Look in the data below for the line that contains "of the cloudy". Copy that line and the remaining lines exactly.

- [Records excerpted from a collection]
======

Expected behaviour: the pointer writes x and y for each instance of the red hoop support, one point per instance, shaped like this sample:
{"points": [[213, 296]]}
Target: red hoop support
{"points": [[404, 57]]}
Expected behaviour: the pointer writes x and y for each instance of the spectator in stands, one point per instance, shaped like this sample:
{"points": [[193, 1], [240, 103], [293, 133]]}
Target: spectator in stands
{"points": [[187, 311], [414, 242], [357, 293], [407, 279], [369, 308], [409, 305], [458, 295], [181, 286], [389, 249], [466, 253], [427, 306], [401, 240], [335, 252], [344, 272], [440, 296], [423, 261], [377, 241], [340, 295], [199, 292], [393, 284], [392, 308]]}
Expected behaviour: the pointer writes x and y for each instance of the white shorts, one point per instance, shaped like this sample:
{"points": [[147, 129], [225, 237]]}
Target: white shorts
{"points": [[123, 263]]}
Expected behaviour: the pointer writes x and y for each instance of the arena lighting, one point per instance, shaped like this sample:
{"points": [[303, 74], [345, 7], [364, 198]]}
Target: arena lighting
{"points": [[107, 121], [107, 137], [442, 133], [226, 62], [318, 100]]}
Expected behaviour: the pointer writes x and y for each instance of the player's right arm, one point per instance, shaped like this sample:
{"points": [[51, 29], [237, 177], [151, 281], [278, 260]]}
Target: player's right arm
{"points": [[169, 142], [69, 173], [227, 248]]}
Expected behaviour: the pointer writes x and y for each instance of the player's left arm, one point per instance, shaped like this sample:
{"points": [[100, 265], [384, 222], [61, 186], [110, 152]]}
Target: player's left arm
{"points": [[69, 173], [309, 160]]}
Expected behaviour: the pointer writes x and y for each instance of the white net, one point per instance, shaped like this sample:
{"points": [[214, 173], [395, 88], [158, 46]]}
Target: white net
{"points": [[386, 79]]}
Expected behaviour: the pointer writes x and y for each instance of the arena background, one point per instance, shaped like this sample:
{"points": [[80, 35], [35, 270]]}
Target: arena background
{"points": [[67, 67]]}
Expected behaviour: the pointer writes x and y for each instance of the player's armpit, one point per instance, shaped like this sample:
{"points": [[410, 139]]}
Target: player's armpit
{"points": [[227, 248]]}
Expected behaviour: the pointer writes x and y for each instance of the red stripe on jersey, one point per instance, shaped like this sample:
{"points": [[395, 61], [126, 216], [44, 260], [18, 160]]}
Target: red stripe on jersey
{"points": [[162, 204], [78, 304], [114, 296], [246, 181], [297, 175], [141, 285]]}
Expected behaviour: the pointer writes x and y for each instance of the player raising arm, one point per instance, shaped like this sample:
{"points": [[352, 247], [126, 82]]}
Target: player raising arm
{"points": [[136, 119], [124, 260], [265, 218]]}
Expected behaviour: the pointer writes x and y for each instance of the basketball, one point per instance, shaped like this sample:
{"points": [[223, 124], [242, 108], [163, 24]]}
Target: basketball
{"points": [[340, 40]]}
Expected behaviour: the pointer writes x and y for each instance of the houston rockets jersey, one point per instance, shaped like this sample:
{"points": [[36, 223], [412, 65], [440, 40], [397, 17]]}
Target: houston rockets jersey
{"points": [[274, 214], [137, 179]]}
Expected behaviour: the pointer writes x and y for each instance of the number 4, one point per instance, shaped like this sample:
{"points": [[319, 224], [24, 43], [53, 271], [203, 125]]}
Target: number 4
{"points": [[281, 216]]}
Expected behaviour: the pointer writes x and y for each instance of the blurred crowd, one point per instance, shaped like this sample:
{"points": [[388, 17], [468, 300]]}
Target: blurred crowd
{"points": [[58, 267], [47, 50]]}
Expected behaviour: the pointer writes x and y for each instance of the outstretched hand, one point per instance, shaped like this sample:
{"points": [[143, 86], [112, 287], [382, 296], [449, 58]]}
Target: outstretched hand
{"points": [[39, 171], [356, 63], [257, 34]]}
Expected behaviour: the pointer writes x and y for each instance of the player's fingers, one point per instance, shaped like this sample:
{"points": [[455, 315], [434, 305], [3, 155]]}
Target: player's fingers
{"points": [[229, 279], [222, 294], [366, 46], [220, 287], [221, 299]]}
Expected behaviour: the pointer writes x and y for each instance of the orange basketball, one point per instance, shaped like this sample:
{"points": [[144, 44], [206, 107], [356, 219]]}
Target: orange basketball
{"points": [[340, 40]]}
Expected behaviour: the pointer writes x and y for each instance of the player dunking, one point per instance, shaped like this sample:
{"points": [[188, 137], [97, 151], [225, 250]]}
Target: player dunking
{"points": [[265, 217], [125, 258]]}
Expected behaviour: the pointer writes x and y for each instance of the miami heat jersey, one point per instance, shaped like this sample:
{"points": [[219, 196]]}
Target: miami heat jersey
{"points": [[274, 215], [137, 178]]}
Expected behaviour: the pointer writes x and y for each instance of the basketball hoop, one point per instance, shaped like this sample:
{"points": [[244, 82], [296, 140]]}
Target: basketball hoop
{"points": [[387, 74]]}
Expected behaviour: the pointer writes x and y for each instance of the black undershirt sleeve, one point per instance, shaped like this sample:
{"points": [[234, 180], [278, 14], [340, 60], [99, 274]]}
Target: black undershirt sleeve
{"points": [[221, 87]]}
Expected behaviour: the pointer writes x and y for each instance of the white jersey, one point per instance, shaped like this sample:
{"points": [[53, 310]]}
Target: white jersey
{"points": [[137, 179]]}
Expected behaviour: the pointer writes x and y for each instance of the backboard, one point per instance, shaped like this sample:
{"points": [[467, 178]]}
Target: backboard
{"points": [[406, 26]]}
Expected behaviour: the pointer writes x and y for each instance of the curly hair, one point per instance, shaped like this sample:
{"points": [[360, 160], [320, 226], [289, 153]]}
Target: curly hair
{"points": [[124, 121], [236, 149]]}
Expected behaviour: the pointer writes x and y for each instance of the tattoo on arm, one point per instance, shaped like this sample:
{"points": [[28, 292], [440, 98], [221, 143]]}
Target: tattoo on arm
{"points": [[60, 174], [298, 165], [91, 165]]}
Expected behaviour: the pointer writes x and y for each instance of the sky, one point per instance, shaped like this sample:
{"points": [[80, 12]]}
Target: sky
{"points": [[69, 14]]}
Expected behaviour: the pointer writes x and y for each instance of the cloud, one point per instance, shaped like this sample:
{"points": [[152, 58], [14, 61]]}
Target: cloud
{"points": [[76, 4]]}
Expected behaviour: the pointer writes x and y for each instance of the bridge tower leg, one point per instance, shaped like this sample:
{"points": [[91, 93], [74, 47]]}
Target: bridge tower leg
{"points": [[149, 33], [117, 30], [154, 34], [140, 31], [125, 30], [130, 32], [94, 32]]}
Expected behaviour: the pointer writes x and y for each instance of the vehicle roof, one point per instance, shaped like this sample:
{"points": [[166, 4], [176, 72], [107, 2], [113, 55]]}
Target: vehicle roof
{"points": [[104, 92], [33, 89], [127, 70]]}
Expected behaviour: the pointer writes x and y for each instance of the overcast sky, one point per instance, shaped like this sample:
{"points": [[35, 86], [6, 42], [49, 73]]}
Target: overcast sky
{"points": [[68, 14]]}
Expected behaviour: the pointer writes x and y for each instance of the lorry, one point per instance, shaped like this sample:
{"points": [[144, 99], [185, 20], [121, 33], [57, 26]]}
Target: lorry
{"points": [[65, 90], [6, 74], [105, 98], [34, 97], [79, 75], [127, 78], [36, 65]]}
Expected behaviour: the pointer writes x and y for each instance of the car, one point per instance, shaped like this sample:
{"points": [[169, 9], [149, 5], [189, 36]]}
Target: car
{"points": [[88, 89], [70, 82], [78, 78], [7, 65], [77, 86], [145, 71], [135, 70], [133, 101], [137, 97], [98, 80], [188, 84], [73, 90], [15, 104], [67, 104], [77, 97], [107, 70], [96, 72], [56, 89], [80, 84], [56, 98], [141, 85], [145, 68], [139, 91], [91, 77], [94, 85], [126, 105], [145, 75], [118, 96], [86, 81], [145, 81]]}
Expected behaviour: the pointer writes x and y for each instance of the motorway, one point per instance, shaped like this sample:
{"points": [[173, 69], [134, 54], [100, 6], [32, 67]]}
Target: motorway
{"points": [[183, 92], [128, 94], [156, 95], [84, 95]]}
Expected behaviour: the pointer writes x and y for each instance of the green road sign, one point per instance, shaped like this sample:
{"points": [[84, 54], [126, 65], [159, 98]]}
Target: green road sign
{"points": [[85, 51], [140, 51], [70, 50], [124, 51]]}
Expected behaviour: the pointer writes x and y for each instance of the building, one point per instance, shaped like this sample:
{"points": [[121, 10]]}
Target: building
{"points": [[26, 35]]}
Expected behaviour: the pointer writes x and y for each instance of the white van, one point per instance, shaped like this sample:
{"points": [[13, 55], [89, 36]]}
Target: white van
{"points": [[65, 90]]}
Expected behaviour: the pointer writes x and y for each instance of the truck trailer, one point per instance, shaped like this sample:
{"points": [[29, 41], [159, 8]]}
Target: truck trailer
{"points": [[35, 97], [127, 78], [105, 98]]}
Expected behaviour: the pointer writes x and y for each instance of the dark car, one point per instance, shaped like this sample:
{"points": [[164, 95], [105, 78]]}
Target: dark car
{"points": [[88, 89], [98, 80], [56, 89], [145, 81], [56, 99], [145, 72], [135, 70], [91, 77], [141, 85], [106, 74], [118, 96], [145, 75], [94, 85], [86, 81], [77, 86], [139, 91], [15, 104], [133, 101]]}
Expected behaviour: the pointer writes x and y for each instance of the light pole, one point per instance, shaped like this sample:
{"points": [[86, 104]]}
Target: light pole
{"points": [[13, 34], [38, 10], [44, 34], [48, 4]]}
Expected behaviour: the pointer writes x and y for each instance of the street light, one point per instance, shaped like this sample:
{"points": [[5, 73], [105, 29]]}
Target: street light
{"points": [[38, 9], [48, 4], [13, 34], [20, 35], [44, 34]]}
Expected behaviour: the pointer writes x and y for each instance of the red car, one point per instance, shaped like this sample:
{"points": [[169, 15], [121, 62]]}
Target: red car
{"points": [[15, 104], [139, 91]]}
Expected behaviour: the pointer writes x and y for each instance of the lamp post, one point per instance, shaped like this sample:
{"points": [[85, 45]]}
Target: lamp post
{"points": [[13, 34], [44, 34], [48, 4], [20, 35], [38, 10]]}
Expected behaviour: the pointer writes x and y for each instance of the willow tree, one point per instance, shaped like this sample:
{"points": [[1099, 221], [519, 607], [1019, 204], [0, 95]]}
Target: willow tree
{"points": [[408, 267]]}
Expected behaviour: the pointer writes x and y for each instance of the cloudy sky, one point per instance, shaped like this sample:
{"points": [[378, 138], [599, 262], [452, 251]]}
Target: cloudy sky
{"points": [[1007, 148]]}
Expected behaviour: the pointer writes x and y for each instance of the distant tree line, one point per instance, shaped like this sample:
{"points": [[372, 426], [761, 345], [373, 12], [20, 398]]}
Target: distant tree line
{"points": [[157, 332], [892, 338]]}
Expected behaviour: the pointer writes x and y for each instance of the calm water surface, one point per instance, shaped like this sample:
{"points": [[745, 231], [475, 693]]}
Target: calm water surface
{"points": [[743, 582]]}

======

- [Written reply]
Expected behaviour: the pointer writes x and y for each instance of the cloudy sky, one point per instance, shaped like this sample:
{"points": [[378, 138], [599, 262], [452, 251]]}
Target: cloudy sky
{"points": [[1007, 148]]}
Expected behaviour: the pointer writes x and y for each instance of the distant tree line, one point per instance, shaped like this sample:
{"points": [[372, 426], [761, 345], [373, 12], [20, 398]]}
Target: distant tree line
{"points": [[157, 332], [892, 338]]}
Expected behaviour: the pointer writes x and y for each instance of the calm water surface, one point per instance, shaped like this sample:
{"points": [[745, 231], [475, 693]]}
Target: calm water surface
{"points": [[743, 582]]}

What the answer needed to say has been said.